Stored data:
────────

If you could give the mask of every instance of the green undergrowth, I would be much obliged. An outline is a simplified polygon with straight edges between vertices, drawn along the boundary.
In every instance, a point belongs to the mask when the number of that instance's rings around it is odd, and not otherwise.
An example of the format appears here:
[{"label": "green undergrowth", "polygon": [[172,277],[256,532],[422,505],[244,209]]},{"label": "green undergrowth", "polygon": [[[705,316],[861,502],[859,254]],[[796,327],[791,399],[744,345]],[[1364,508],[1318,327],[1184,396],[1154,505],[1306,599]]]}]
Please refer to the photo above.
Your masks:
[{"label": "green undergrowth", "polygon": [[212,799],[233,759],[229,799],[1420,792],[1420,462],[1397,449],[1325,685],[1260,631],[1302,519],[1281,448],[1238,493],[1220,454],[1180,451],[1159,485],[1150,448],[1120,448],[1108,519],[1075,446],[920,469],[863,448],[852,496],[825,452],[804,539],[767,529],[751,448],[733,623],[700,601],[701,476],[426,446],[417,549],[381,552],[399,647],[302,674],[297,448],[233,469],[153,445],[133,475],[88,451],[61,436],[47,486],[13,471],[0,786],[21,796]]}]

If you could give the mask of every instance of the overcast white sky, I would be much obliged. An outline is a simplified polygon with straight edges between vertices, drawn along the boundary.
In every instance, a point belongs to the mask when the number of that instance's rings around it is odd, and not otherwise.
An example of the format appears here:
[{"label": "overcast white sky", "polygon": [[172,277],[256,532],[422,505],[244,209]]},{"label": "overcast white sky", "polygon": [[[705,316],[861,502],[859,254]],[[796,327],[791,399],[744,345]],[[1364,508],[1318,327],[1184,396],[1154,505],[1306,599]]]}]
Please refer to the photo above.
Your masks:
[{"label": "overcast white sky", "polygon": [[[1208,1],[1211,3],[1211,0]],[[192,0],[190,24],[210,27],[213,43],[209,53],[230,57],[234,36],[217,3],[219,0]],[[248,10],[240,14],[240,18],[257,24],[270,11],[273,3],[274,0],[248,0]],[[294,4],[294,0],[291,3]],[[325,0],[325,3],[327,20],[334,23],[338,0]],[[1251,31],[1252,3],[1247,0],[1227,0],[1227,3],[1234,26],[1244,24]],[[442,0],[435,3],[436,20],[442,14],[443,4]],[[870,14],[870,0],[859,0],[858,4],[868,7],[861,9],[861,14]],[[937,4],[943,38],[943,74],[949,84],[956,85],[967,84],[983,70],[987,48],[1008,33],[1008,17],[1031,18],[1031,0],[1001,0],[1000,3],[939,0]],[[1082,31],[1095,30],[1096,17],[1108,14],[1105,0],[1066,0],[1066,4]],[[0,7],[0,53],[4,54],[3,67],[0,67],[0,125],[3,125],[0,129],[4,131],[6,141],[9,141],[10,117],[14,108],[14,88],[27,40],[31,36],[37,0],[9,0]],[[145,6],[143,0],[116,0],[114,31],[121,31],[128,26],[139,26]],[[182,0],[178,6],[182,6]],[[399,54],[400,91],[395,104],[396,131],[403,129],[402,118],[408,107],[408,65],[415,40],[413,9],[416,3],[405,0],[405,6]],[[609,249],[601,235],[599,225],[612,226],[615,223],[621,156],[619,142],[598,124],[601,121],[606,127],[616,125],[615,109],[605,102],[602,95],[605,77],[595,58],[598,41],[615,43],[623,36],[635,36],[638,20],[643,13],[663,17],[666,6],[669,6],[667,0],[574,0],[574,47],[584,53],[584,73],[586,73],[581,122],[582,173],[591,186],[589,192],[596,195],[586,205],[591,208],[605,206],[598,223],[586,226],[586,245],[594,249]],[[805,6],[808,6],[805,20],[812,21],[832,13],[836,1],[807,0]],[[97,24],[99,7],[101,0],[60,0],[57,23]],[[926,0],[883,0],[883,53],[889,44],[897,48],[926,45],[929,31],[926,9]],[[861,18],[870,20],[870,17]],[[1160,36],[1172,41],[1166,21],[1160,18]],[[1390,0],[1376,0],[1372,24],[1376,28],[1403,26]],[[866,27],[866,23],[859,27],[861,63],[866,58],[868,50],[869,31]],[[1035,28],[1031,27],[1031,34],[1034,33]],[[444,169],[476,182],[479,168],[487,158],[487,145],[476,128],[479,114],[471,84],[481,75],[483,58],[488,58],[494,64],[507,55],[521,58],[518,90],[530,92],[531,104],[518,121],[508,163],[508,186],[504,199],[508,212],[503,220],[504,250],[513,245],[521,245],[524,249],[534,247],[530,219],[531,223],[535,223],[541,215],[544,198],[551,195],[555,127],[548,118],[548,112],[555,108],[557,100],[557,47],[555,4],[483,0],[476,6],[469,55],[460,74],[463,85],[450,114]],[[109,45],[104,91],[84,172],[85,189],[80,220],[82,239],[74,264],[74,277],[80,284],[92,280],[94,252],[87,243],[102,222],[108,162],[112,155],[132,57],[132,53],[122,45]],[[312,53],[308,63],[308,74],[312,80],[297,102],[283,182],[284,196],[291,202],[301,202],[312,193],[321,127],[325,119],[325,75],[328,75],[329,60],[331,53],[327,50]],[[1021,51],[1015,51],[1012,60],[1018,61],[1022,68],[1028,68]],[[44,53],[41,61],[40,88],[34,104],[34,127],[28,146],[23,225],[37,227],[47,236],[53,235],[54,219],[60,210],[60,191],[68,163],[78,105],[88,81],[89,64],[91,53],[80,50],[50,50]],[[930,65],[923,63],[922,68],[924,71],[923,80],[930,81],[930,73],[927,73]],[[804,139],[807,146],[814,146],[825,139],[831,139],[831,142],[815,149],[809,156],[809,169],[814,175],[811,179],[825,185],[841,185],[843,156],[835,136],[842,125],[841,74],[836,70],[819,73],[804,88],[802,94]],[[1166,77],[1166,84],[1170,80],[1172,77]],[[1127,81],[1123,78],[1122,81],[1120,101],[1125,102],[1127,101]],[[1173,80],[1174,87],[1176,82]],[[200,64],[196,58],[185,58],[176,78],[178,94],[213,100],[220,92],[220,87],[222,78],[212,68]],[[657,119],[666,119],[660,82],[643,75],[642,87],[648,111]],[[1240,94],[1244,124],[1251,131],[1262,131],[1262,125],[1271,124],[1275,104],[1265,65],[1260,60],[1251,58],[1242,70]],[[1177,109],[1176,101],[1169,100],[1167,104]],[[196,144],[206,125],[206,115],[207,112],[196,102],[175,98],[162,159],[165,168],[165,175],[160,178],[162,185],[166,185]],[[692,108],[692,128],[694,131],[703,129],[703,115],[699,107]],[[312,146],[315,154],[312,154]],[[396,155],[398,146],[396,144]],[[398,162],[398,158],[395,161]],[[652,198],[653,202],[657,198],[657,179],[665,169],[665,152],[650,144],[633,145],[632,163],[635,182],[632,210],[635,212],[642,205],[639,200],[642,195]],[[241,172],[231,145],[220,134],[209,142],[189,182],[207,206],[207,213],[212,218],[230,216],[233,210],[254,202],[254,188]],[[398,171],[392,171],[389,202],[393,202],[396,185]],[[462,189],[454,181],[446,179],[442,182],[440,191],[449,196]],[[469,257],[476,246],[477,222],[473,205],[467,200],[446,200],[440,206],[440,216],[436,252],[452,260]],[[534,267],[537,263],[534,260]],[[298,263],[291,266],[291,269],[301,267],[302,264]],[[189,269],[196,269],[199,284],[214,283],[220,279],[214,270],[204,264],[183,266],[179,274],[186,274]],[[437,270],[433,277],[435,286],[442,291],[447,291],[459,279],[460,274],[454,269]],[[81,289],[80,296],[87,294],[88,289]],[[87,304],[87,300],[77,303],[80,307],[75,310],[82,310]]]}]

────────

Could you reproduce every record above exactly as it appears?

*Output*
If you could give the mask of every instance of the green undergrowth, I would be much obliged. An outline is a simplified polygon with straight edges between vertices, drawn along the boundary.
In every instance, a point belongs to the mask when the number of that instance's rings around it is odd, and not otherwise.
An example of the format appears here:
[{"label": "green undergrowth", "polygon": [[172,277],[256,532],[422,505],[244,209]]},{"label": "green undergrowth", "polygon": [[[705,316],[861,502],[859,254]],[[796,327],[791,399],[744,345]],[[1364,508],[1318,327],[1184,396],[1154,505],[1306,599]]]}]
Please refer to the photo above.
Your masks:
[{"label": "green undergrowth", "polygon": [[212,799],[233,759],[229,799],[1420,792],[1420,462],[1397,449],[1325,685],[1260,631],[1302,519],[1281,448],[1238,493],[1220,454],[1180,451],[1159,485],[1150,448],[1120,448],[1108,519],[1075,446],[920,469],[863,448],[852,496],[825,452],[804,539],[767,529],[751,448],[733,623],[700,601],[701,476],[426,446],[417,549],[381,552],[399,647],[302,674],[297,448],[233,469],[153,445],[133,475],[88,451],[61,436],[47,486],[13,471],[0,786],[21,796]]}]

If you could give the mask of every instance of the overcast white sky, I would be much obliged. An outline is a simplified polygon with straight edges between vertices, drawn along the boundary.
In every instance, a point belongs to the mask when the number of that instance's rings around it is odd, and not otherwise.
An example of the format appears here:
[{"label": "overcast white sky", "polygon": [[172,277],[256,532],[422,505],[244,209]]},{"label": "overcast white sky", "polygon": [[[705,316],[861,502],[859,254]],[[796,327],[791,399],[744,345]],[[1364,508],[1318,327],[1184,396],[1154,505],[1306,599]]]}]
Please refer to the photo above.
Your masks:
[{"label": "overcast white sky", "polygon": [[[1208,1],[1211,3],[1211,0]],[[192,0],[190,24],[210,27],[213,43],[209,53],[230,57],[234,36],[217,3],[219,0]],[[248,10],[240,14],[240,18],[257,24],[270,11],[273,3],[274,0],[248,0]],[[294,4],[294,0],[291,3]],[[325,0],[325,3],[327,20],[334,23],[338,0]],[[1251,31],[1252,3],[1247,0],[1227,0],[1227,3],[1234,26],[1244,24]],[[442,0],[435,3],[436,20],[442,14],[443,4]],[[870,14],[870,0],[859,0],[858,4],[868,7],[861,9],[861,14]],[[937,4],[943,38],[943,74],[949,84],[956,85],[967,84],[983,70],[987,48],[1008,33],[1008,17],[1031,18],[1031,0],[1001,0],[1000,3],[939,0]],[[1082,31],[1095,30],[1096,17],[1108,14],[1105,0],[1066,0],[1066,4]],[[0,7],[0,53],[4,54],[3,67],[0,67],[0,125],[3,125],[0,129],[4,131],[6,141],[9,141],[10,117],[14,108],[14,88],[27,40],[31,36],[37,0],[9,0]],[[145,6],[143,0],[116,0],[114,31],[121,31],[128,26],[139,26]],[[182,0],[178,6],[182,6]],[[399,54],[400,91],[395,104],[396,131],[403,129],[402,118],[408,107],[408,65],[415,40],[413,9],[416,3],[405,0],[405,6]],[[609,249],[601,235],[599,225],[612,226],[615,223],[621,156],[619,142],[598,124],[601,121],[606,127],[616,125],[615,109],[605,102],[602,95],[605,77],[595,58],[598,41],[615,43],[623,36],[635,36],[638,20],[643,13],[663,17],[666,6],[669,6],[667,0],[574,0],[574,47],[584,53],[584,73],[586,73],[581,122],[582,173],[591,186],[589,192],[596,195],[586,205],[591,208],[605,206],[598,223],[586,226],[586,245],[594,249]],[[805,6],[808,6],[805,20],[812,21],[832,13],[836,1],[807,0]],[[97,24],[99,7],[101,0],[60,0],[57,23]],[[926,0],[883,0],[883,53],[889,44],[897,48],[926,45],[929,31],[926,9]],[[861,18],[870,20],[870,17]],[[1160,36],[1172,41],[1166,21],[1160,18]],[[1390,0],[1376,0],[1372,24],[1376,28],[1403,26]],[[866,27],[866,23],[859,27],[861,63],[866,58],[868,50],[869,31]],[[1035,28],[1031,27],[1031,34],[1034,33]],[[444,169],[476,182],[479,168],[487,158],[487,145],[476,128],[479,114],[471,84],[481,75],[483,58],[488,58],[494,64],[507,55],[521,58],[518,90],[530,92],[531,104],[518,121],[508,163],[508,186],[504,199],[508,212],[503,220],[504,250],[513,245],[521,245],[524,249],[534,247],[530,219],[531,223],[535,223],[541,215],[544,198],[551,195],[555,127],[548,118],[548,112],[555,108],[557,100],[557,47],[555,4],[483,0],[476,6],[469,55],[460,74],[463,85],[450,114]],[[109,45],[104,91],[84,172],[85,189],[80,220],[82,239],[74,264],[74,277],[80,284],[92,280],[94,252],[87,243],[102,222],[108,162],[112,155],[132,57],[132,53],[122,45]],[[312,53],[308,63],[308,74],[312,80],[297,102],[283,182],[284,196],[291,202],[301,202],[312,193],[321,127],[325,119],[325,75],[328,75],[329,60],[331,53],[327,50]],[[1021,51],[1015,51],[1012,60],[1018,61],[1022,68],[1028,68]],[[44,53],[41,61],[40,88],[34,104],[34,127],[28,146],[23,225],[37,227],[47,236],[53,235],[54,219],[60,210],[60,191],[68,163],[78,105],[88,81],[89,64],[91,53],[80,50],[50,50]],[[930,65],[923,63],[922,68],[924,71],[923,80],[930,81],[930,73],[927,73]],[[804,139],[807,146],[814,146],[825,139],[831,139],[831,142],[815,149],[809,156],[809,169],[814,175],[811,179],[825,185],[841,185],[843,156],[835,136],[842,125],[841,74],[836,70],[819,73],[804,88],[802,94]],[[1166,77],[1166,84],[1170,80],[1172,77]],[[1127,81],[1123,78],[1122,81],[1120,101],[1125,102],[1127,101]],[[1173,80],[1174,87],[1176,82]],[[200,64],[196,58],[185,58],[176,78],[178,94],[213,100],[220,92],[220,87],[222,78],[212,68]],[[657,119],[666,119],[660,82],[643,75],[642,87],[648,111]],[[1240,94],[1244,124],[1251,131],[1262,131],[1262,125],[1271,124],[1275,104],[1265,65],[1260,60],[1251,58],[1242,70]],[[1177,109],[1176,101],[1169,100],[1167,104]],[[196,144],[206,125],[206,115],[207,112],[196,102],[175,98],[162,159],[165,168],[165,175],[160,178],[162,185],[166,185]],[[692,108],[692,128],[694,131],[703,129],[703,115],[699,107]],[[312,146],[315,154],[312,154]],[[396,155],[398,146],[396,144]],[[398,162],[398,158],[395,161]],[[652,198],[653,202],[657,198],[657,179],[665,169],[665,152],[650,144],[633,145],[632,163],[635,182],[632,210],[635,212],[642,205],[639,200],[642,195]],[[241,172],[231,145],[220,134],[209,142],[189,182],[207,206],[207,213],[212,218],[230,216],[233,210],[254,202],[254,188]],[[398,171],[392,171],[389,202],[393,202],[396,185]],[[462,189],[454,181],[446,179],[442,182],[440,191],[449,196]],[[469,257],[476,246],[477,222],[473,205],[467,200],[446,200],[440,206],[440,216],[436,252],[452,260]],[[534,267],[537,263],[534,260]],[[298,263],[291,266],[291,269],[301,267],[302,264]],[[189,269],[196,269],[199,284],[214,283],[220,279],[214,270],[204,264],[183,266],[179,274],[186,274]],[[437,270],[433,277],[435,286],[442,291],[447,291],[459,279],[460,274],[454,269]],[[81,289],[80,296],[87,294],[88,289]],[[87,304],[87,300],[77,303],[80,307],[75,310],[82,310]]]}]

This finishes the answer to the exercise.